# To-do item A
According to the WiGig article, what is the Alliance asking developers to help create?

Could WiGig Spec Be The Home-Networking Magic Bullet?

The Wireless Gigabit (WiGig) Alliance just issued a call for developer involvement in crafting what it brags will be the world’s first unified multi-gigabit wireless docking specification. Assuming WiGig is successful in creating its spec, what will emerge is the last key piece of a technology that could eliminate two things:

  • the need for wired HDMI in video applications, thus turning any single device connected to the Internet - including a cable box - into the home hub for all broadband connectivity; and
  • the need for the final curb-to-home cable or fiber link.

# Provided information

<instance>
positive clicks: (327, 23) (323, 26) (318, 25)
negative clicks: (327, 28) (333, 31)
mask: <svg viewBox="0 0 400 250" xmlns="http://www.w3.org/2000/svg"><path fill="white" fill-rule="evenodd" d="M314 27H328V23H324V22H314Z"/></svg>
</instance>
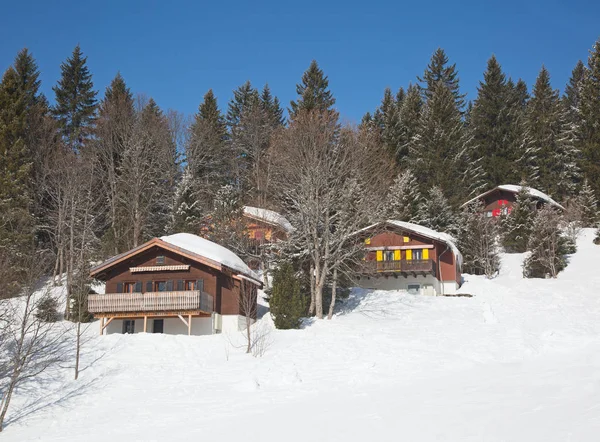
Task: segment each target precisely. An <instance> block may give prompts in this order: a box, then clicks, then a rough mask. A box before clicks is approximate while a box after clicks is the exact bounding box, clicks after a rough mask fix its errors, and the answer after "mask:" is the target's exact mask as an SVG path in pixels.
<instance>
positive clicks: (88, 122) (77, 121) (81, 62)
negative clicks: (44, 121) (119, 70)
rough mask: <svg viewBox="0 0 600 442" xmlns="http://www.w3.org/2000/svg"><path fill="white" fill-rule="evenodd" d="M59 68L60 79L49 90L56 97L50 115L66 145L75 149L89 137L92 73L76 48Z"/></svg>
mask: <svg viewBox="0 0 600 442" xmlns="http://www.w3.org/2000/svg"><path fill="white" fill-rule="evenodd" d="M60 69H61V78H60V80H59V82H58V84H57V85H56V86H54V87H53V88H52V90H53V91H54V93H55V94H56V105H55V106H54V108H53V109H52V112H53V114H54V116H55V118H56V119H57V120H58V122H59V125H60V128H61V132H62V135H63V137H64V139H65V141H66V142H67V144H68V145H69V146H71V147H72V148H73V149H75V150H78V149H80V148H81V147H83V145H84V144H85V142H86V140H88V139H89V137H90V136H91V133H92V131H93V127H94V119H95V114H96V107H97V102H96V91H94V83H93V82H92V74H91V73H90V71H89V68H88V66H87V57H84V55H83V52H82V51H81V48H80V47H79V45H77V46H75V49H74V50H73V54H72V55H71V57H70V58H67V60H66V61H65V62H64V63H62V64H61V66H60Z"/></svg>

# To-do item B
Please pull out every line of the entries above that contains the string "negative".

# Exercise output A
The world's first unified multi-gigabit wireless docking specification.

# Exercise output B
negative clicks: (327, 28) (333, 31)
negative clicks: (44, 121) (119, 70)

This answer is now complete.